Task item –
Using the entries below, output exactly the line containing "of the power" and all lines that follow it to the end.

*** Opening Excerpted records ***

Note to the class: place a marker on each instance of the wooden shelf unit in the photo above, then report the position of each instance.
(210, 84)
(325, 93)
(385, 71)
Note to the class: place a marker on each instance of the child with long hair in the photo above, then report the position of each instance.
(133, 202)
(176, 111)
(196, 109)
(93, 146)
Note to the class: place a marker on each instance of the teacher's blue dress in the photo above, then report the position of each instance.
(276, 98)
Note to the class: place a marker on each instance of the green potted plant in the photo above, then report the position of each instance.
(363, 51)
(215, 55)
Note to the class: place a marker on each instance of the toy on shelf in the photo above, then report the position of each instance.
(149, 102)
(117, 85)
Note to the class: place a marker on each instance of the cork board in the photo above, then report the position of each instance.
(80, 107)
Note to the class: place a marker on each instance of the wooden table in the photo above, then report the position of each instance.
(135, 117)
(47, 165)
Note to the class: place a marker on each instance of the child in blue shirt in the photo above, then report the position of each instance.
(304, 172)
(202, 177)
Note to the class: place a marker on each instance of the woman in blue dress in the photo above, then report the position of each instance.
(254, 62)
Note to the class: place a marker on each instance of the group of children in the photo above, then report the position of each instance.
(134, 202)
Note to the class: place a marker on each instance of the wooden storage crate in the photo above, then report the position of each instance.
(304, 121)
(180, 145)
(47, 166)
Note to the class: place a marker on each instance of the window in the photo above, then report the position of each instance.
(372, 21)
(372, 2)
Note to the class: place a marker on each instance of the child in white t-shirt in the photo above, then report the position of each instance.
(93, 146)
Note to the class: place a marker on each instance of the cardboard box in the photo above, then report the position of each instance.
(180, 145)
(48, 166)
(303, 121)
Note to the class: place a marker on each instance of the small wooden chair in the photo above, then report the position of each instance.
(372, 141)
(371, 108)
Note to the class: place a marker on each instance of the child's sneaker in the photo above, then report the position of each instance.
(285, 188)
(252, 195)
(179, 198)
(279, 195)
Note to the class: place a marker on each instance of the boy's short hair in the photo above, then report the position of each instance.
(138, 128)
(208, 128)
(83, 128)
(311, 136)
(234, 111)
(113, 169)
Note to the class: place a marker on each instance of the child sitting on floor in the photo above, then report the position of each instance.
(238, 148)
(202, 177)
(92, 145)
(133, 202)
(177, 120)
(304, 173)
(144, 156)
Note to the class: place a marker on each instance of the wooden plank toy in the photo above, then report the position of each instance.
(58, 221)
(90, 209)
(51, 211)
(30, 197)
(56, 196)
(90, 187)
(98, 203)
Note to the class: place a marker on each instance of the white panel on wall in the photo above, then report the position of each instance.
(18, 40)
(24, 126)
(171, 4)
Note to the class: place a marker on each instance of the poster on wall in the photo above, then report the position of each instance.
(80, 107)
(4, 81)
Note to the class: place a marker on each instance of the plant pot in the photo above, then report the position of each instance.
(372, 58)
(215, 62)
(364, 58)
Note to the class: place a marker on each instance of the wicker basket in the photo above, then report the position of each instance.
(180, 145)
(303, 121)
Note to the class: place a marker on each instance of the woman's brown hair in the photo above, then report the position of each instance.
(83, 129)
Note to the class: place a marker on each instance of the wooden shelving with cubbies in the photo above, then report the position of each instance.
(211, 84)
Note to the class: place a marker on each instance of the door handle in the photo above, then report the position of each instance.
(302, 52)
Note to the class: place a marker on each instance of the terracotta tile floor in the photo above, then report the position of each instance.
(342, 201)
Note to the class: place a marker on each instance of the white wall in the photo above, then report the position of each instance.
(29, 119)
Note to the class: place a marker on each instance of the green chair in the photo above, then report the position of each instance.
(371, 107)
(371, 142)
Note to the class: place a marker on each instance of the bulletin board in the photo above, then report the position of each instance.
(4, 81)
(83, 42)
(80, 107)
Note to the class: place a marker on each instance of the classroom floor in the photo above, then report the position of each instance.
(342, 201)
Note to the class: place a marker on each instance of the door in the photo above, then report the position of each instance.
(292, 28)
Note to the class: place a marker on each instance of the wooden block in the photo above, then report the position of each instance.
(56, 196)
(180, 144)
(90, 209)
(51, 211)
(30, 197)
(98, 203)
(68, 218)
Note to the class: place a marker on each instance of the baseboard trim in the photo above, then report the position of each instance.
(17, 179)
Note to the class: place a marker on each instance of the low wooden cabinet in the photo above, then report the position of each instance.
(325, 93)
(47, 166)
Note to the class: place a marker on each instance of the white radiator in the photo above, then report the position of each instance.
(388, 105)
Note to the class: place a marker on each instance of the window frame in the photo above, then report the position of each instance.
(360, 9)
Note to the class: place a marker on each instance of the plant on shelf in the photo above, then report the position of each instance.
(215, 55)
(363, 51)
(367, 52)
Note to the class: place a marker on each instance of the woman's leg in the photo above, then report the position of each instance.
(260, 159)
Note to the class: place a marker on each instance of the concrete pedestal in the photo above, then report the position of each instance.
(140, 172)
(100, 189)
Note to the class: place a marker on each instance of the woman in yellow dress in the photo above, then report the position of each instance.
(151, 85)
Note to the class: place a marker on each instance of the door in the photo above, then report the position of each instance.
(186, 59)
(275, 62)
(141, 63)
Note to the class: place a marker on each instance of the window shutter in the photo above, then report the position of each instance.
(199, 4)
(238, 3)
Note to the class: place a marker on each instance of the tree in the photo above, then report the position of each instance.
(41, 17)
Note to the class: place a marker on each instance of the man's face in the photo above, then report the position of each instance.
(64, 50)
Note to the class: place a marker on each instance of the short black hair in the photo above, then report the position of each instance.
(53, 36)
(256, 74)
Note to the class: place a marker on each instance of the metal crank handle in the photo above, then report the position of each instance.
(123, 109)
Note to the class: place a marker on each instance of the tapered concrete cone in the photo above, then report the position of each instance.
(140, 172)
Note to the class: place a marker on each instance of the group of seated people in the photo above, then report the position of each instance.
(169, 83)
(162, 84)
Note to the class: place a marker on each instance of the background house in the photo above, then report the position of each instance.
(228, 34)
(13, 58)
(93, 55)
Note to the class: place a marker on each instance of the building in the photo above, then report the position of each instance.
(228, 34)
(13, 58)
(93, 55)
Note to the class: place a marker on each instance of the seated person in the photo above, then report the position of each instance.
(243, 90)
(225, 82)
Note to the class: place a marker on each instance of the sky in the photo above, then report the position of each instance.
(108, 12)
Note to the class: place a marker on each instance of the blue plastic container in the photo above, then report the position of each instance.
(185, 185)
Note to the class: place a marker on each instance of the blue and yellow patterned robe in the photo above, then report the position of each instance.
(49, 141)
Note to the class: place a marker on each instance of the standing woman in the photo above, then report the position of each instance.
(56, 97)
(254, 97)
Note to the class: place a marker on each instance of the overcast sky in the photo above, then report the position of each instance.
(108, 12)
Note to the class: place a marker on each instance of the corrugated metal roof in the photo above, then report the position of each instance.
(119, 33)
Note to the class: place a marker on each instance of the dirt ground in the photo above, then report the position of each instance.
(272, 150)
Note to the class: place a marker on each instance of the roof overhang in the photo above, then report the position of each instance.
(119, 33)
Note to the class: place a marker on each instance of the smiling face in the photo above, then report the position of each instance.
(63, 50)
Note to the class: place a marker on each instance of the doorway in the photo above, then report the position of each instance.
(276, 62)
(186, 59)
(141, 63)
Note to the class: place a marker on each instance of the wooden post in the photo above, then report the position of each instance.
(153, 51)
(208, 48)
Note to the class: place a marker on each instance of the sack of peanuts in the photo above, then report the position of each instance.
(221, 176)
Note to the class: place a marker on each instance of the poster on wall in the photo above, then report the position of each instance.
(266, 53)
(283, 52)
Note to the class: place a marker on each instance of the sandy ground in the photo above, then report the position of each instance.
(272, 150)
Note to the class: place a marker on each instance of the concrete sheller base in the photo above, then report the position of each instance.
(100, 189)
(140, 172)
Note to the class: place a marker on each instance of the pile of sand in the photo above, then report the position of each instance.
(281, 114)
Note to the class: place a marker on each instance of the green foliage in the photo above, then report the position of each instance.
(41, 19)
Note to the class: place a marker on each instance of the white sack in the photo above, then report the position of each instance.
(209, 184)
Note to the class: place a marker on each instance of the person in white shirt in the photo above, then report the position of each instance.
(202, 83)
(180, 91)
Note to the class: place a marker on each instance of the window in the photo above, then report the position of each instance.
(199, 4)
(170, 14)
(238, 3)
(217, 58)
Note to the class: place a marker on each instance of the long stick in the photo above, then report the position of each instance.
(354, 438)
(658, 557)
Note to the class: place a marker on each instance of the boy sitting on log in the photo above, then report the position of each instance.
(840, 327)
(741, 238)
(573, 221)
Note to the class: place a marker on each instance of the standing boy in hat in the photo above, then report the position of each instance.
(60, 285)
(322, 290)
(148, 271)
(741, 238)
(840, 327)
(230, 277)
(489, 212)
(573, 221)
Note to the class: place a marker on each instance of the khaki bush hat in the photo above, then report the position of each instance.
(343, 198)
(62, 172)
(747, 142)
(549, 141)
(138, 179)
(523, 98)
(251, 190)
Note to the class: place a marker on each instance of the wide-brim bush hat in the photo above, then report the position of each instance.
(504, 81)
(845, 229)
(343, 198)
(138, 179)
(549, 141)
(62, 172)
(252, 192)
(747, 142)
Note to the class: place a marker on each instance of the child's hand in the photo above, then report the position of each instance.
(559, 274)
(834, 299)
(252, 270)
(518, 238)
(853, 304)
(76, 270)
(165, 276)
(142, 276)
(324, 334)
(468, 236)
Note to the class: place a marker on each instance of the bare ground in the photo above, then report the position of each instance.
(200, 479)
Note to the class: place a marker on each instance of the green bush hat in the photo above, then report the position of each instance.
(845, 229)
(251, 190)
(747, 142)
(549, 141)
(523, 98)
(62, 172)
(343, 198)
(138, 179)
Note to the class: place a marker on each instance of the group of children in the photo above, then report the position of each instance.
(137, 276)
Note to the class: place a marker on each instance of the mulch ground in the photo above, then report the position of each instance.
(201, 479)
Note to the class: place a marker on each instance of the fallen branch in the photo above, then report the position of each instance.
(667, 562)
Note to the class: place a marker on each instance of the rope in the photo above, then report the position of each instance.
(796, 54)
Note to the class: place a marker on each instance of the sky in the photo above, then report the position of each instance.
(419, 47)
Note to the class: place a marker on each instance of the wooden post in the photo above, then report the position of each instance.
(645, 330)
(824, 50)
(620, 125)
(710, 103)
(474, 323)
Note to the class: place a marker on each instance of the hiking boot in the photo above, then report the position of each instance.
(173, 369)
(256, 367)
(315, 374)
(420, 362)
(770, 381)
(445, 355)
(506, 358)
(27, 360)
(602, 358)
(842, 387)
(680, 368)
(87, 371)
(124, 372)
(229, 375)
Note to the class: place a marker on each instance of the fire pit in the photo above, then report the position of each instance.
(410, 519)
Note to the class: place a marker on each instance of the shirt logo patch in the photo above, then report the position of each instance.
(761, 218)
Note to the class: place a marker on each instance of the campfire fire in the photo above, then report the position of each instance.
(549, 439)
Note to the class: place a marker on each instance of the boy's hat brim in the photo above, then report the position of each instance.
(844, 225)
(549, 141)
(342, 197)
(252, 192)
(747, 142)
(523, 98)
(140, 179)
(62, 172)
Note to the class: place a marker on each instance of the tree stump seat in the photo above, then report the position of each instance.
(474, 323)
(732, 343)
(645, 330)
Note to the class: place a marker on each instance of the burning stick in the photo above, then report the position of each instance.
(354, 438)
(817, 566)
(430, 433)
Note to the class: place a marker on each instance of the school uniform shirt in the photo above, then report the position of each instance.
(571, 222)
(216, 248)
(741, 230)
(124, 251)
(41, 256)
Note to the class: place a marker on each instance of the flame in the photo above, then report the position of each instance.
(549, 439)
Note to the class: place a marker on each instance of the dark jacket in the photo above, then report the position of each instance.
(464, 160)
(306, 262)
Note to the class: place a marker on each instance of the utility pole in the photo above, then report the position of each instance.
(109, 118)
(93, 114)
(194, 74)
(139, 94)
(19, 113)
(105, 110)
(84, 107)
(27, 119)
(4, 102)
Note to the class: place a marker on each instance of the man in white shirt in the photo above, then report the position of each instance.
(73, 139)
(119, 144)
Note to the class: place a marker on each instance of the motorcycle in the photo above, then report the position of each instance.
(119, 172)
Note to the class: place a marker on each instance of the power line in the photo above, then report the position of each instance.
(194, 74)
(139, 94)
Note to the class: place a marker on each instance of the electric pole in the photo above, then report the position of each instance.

*** Closing Excerpted records ***

Solution to the exercise –
Note to the class: place a marker on each instance of the power line in the photo above, then report the position of each instance.
(194, 74)
(139, 94)
Note to the class: place a marker on each instance of the electric pole in the photo above, then report the position of each instance.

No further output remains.